Task objective:
Instruction for the entries that follow: retype exactly the lines from the line with "pixel 133 83" to the line with "pixel 268 227", both included, and omit all others.

*** Records provided ***

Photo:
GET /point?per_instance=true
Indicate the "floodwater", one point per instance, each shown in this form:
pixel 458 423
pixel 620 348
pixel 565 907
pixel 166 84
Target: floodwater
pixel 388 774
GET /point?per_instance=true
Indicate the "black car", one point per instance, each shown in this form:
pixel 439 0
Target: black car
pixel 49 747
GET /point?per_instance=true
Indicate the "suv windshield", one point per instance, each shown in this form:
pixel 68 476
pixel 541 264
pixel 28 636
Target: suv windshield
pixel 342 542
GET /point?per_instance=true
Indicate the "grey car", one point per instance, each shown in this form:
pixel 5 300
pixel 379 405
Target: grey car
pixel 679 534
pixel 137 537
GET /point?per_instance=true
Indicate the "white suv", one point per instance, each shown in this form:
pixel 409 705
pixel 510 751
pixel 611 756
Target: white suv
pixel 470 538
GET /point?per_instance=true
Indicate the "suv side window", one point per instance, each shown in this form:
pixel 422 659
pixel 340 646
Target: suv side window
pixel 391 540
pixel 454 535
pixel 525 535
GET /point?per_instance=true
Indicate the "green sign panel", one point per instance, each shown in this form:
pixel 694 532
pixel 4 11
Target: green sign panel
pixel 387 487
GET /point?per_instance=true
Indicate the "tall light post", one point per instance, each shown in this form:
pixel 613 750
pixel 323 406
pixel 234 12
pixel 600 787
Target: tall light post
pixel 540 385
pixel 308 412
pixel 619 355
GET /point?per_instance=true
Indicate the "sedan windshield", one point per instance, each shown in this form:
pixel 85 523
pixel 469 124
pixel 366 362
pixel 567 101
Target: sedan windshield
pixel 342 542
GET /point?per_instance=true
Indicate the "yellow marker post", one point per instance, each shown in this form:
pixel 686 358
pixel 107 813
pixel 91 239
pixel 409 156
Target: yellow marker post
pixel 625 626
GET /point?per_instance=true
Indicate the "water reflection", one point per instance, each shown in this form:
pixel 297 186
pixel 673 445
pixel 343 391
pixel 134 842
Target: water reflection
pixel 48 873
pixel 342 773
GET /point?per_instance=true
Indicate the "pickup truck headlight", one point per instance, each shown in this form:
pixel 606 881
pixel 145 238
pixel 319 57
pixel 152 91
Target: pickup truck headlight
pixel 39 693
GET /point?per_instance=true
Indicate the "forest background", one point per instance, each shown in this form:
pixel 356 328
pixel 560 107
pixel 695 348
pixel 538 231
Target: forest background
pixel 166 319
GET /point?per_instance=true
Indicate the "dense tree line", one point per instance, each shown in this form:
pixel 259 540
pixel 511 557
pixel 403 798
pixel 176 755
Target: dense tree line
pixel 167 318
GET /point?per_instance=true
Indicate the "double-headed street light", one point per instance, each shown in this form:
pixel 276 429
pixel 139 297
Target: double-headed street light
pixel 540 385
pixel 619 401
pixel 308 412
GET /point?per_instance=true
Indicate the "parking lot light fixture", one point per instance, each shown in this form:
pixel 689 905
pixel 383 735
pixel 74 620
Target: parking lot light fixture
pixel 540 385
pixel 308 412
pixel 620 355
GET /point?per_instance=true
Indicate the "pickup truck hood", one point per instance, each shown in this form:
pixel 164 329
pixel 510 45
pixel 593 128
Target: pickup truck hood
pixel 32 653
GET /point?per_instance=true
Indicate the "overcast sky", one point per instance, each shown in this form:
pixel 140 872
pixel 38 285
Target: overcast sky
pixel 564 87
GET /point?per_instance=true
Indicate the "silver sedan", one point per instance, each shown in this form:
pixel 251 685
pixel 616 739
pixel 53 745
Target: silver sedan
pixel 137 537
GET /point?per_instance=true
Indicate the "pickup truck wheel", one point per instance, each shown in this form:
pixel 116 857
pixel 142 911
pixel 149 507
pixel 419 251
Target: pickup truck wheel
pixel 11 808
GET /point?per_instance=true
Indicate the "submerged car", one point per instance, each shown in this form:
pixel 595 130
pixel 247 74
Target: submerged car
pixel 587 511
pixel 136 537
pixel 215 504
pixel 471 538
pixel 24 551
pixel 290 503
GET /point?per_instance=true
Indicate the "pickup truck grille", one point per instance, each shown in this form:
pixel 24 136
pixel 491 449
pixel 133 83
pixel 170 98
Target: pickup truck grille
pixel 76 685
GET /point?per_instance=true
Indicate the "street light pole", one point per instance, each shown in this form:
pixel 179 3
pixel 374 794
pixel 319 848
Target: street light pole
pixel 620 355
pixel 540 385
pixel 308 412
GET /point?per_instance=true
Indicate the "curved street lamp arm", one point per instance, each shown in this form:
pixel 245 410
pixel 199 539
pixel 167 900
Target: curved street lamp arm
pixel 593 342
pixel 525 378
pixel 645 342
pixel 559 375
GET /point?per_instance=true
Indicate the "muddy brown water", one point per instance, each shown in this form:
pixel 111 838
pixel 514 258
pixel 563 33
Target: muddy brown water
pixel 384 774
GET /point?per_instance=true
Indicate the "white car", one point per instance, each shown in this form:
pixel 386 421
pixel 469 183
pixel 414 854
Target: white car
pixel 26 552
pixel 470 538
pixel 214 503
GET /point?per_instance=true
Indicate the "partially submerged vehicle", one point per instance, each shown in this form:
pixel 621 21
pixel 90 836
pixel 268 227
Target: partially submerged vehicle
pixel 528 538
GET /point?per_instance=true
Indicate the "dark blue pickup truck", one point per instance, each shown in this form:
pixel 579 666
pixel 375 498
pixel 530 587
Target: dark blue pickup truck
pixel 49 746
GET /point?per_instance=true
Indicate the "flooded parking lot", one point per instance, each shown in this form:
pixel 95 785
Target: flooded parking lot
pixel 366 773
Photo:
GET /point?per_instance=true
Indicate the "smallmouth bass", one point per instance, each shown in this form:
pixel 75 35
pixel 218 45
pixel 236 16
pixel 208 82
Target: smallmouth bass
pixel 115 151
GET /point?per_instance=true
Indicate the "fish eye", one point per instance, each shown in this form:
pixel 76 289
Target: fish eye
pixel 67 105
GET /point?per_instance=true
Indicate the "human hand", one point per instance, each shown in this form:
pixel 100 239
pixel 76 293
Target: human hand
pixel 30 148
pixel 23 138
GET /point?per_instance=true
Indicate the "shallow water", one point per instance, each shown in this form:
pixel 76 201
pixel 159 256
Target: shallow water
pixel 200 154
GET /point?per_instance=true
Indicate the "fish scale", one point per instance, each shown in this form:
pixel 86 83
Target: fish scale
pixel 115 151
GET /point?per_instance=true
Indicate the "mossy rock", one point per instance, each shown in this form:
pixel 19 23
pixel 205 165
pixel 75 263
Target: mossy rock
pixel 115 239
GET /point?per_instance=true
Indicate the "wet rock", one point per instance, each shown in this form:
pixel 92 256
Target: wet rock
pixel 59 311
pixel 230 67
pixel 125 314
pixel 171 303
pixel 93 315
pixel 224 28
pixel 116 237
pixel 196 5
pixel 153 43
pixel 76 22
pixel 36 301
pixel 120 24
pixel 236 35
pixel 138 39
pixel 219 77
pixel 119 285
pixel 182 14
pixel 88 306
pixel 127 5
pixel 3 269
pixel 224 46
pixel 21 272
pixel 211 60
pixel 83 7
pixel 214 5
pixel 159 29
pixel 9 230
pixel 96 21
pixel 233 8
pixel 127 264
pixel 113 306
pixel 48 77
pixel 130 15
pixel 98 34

*** End of Records provided ***

Your solution:
pixel 133 83
pixel 170 98
Target: pickup truck grille
pixel 76 685
GET /point?per_instance=true
Indicate the "street light pole", one point per instance, each shown in this form:
pixel 179 3
pixel 374 794
pixel 319 848
Target: street light pole
pixel 620 355
pixel 540 385
pixel 308 412
GET /point?per_instance=true
Indicate the "curved street lamp arm", one point per instance, each shown in this form:
pixel 245 410
pixel 199 539
pixel 167 900
Target: curved street lamp arm
pixel 593 342
pixel 525 378
pixel 645 342
pixel 559 375
GET /point?per_instance=true
Indicate the "muddy brown water", one point per instance, each shown in this form:
pixel 111 838
pixel 514 258
pixel 563 33
Target: muddy brown water
pixel 384 774
GET /point?per_instance=true
Indicate the "white car", one point per instance, each shown in this form:
pixel 386 421
pixel 469 183
pixel 414 854
Target: white car
pixel 26 552
pixel 470 538
pixel 214 503
GET /point?per_instance=true
Indicate the "partially submerged vehicle", one point per instance, each shown in this form:
pixel 621 21
pixel 90 836
pixel 268 227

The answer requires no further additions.